ABOUT THIS EXERCISE:
Return each line of the records below that contains the word "damp".

#### RECORDS FOR PROCESSING ####

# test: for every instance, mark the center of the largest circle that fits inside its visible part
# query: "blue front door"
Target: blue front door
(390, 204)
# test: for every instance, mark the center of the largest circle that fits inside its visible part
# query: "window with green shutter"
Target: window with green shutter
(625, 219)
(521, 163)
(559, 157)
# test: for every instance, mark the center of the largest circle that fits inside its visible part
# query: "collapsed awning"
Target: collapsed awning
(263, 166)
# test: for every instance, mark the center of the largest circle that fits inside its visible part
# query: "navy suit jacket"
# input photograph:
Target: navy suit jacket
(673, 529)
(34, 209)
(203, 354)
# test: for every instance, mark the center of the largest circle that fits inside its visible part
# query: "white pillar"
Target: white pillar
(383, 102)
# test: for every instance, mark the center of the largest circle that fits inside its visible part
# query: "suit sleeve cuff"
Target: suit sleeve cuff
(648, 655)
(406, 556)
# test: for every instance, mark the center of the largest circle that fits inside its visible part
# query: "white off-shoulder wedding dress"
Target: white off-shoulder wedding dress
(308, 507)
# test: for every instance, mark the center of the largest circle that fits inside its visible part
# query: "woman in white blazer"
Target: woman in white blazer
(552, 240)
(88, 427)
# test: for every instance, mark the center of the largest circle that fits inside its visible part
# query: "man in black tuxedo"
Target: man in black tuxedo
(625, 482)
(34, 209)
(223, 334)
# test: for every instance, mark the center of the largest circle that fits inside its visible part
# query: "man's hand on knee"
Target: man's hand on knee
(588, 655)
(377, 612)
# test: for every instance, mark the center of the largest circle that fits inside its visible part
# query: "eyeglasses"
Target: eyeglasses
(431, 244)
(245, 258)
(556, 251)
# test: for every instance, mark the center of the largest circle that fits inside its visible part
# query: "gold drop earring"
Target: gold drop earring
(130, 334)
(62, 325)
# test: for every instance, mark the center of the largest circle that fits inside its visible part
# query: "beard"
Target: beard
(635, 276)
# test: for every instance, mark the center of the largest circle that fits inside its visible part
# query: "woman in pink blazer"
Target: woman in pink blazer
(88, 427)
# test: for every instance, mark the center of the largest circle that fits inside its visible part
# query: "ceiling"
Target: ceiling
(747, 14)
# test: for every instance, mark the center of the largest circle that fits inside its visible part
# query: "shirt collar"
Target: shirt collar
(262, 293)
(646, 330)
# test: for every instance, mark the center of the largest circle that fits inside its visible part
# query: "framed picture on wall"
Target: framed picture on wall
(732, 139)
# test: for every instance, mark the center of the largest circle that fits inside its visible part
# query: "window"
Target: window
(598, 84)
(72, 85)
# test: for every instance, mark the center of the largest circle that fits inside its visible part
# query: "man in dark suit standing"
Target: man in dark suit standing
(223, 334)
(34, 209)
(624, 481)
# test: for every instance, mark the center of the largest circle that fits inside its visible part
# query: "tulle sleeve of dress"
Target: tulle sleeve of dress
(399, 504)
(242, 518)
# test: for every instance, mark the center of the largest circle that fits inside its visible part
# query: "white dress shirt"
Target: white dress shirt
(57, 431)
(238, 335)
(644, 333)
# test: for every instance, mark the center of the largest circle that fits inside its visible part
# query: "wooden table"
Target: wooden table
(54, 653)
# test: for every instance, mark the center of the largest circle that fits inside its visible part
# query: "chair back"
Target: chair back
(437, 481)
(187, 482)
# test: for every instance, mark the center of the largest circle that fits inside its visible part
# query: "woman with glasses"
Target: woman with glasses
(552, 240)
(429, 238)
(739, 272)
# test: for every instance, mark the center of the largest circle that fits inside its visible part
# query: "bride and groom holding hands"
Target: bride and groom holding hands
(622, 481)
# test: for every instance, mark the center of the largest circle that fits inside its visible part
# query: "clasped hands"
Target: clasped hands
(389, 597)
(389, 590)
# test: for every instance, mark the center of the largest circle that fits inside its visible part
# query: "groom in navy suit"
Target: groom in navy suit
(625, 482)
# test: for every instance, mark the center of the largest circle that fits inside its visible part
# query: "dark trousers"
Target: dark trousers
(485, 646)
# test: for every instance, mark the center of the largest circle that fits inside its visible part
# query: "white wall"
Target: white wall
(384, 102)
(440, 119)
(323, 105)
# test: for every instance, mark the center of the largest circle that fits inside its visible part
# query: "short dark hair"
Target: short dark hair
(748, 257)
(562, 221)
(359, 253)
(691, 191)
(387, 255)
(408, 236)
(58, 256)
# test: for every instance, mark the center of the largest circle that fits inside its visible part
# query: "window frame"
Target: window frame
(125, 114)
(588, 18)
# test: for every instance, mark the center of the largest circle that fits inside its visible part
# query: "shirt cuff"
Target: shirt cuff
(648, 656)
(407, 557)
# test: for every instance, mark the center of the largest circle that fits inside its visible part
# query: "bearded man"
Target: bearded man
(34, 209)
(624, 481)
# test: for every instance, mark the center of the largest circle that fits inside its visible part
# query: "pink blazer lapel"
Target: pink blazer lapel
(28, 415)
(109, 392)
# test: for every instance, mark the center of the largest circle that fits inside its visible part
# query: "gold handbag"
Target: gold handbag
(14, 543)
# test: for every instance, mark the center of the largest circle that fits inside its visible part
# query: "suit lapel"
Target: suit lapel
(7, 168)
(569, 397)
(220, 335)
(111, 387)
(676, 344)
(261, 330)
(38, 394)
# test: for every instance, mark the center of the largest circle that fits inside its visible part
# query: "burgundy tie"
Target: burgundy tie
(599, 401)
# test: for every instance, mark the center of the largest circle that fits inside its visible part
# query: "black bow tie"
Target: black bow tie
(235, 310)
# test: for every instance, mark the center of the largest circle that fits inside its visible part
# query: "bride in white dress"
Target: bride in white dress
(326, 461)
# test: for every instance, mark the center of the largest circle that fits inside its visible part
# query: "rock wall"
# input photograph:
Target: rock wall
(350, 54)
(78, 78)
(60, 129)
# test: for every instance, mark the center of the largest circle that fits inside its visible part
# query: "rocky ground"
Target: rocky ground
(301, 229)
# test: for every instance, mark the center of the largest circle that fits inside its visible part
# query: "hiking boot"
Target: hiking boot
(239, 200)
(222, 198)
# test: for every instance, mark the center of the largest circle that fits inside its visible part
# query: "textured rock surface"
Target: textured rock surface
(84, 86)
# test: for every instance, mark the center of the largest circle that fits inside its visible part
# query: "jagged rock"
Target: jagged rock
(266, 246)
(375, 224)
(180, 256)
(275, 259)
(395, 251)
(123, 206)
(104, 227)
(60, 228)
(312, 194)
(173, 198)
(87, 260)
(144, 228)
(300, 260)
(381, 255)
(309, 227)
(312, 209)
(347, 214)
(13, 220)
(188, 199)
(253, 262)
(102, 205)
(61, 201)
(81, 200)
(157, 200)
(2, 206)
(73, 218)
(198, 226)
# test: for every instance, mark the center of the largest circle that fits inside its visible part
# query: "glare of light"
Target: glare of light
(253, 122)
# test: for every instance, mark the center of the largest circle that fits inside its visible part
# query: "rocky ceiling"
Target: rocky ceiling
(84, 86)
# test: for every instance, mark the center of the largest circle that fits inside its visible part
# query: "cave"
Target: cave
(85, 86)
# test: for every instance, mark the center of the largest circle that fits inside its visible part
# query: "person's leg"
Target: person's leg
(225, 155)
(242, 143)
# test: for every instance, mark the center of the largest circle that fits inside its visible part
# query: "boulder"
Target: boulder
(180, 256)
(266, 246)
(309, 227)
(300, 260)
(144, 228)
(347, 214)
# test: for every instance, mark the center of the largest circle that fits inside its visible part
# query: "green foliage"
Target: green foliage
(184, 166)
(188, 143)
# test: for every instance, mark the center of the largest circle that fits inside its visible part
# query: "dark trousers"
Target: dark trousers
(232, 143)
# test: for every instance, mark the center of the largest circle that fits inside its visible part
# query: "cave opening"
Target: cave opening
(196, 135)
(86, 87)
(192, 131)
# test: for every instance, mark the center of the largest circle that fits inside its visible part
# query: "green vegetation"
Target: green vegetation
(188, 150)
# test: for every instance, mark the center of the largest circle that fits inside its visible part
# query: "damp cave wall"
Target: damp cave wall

####

ANSWER SPACE:
# query: "damp cave wall"
Target: damp cave wall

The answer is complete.